Report how many lines of the rows below contain the word "distant", counting only matches with the same case. Give the number and nothing else.

** START Source data **

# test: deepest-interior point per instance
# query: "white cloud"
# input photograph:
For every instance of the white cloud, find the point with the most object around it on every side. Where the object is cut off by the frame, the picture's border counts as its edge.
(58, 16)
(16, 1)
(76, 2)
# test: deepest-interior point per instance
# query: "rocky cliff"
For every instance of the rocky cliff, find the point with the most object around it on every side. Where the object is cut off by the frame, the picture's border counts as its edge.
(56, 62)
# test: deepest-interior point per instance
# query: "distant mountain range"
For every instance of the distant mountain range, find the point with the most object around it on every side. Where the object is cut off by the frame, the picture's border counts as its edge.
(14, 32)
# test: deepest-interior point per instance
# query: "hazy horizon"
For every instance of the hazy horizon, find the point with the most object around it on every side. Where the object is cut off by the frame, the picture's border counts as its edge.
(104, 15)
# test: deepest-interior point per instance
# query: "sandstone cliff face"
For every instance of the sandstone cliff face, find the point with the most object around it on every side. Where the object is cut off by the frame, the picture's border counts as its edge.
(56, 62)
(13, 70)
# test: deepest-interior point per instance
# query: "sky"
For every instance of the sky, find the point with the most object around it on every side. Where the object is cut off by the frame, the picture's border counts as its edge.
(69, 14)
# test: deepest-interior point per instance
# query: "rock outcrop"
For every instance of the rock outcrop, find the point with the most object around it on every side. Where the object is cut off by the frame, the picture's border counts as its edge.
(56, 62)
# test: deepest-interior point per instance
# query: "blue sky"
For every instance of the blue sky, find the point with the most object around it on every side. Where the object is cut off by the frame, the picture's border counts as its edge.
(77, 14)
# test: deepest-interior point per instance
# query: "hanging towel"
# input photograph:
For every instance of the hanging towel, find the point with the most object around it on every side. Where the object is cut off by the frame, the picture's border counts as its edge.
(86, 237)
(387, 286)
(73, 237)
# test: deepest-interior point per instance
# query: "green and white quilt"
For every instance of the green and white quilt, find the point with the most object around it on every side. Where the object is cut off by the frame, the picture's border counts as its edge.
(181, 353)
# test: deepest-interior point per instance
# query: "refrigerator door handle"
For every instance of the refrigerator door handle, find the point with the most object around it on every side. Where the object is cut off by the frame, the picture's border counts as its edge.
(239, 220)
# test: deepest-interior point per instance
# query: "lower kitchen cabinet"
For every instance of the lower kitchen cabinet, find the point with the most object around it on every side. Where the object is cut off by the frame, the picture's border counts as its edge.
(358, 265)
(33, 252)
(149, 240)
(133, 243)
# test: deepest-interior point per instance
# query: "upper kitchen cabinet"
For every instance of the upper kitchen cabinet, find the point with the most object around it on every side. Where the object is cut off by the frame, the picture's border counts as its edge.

** END Source data **

# Exercise response
2